### Text for analysis
________

Begunkodor obtained its station due to the joint efforts of the queen of the Santals (the original inhabitants of the villages nearby) and Indian Railways in 1960.

===The story of the railway station===
However, the ill-fated station ran into unforeseen troubles just 7 years later. According to the villagers, in 1967, a railway employee reported the sighting of a woman's ghost, and it was rumoured that she had died in a railway accident. The next day he told people about it and they ignored him. The real trouble started when the dead bodies of the station master and his family were found in their quarters. The station was subsequently closed as trains stopped making halts there.

West Bengal's 'haunted' Begun kodar railway station story is documented in a newspaper article. A seemingly accurate first-hand account of the events that took place at the station in 1967 can be found in a historical fiction story published in 2022

===Reopening in 2009===
Basudeb Acharia said that railway employees had made up the story to avoid being posted there. In the late 1990s the villagers formed a committee and asked the officials to reopen the station. About a decade later, in August 2009, the railway station was finally reopened as a passenger train halt, by former Railway minister Mamata Banerjee. However, regularly 10 trains halt here, with the last train being on 10.30pm. However, passengers still avoid using the station after sunset. Many ghost hunters have visited the station repeatedly confirming that there is no presence of ghosts.

In December 2017, a group of nine rationalists spent a night at the station, and found no evidence of any ghosts or spirits.

________

### What the task asks
Copy out the passage about Begunkodor railway station in full, word for word.

________

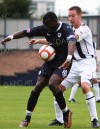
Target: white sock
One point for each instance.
(90, 101)
(58, 112)
(96, 91)
(29, 113)
(73, 91)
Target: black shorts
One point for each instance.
(48, 71)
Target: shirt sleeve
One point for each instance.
(83, 32)
(35, 31)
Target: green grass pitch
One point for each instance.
(13, 102)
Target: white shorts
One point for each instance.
(81, 70)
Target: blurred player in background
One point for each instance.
(94, 84)
(61, 37)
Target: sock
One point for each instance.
(90, 101)
(96, 91)
(58, 112)
(73, 91)
(32, 102)
(61, 101)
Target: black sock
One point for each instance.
(28, 118)
(32, 100)
(60, 100)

________

### Response below
Begunkodor obtained its station due to the joint efforts of the queen of the Santals (the original inhabitants of the villages nearby) and Indian Railways in 1960.

===The story of the railway station===
However, the ill-fated station ran into unforeseen troubles just 7 years later. According to the villagers, in 1967, a railway employee reported the sighting of a woman's ghost, and it was rumoured that she had died in a railway accident. The next day he told people about it and they ignored him. The real trouble started when the dead bodies of the station master and his family were found in their quarters. The station was subsequently closed as trains stopped making halts there.

West Bengal's 'haunted' Begun kodar railway station story is documented in a newspaper article. A seemingly accurate first-hand account of the events that took place at the station in 1967 can be found in a historical fiction story published in 2022

===Reopening in 2009===
Basudeb Acharia said that railway employees had made up the story to avoid being posted there. In the late 1990s the villagers formed a committee and asked the officials to reopen the station. About a decade later, in August 2009, the railway station was finally reopened as a passenger train halt, by former Railway minister Mamata Banerjee. However, regularly 10 trains halt here, with the last train being on 10.30pm. However, passengers still avoid using the station after sunset. Many ghost hunters have visited the station repeatedly confirming that there is no presence of ghosts.

In December 2017, a group of nine rationalists spent a night at the station, and found no evidence of any ghosts or spirits.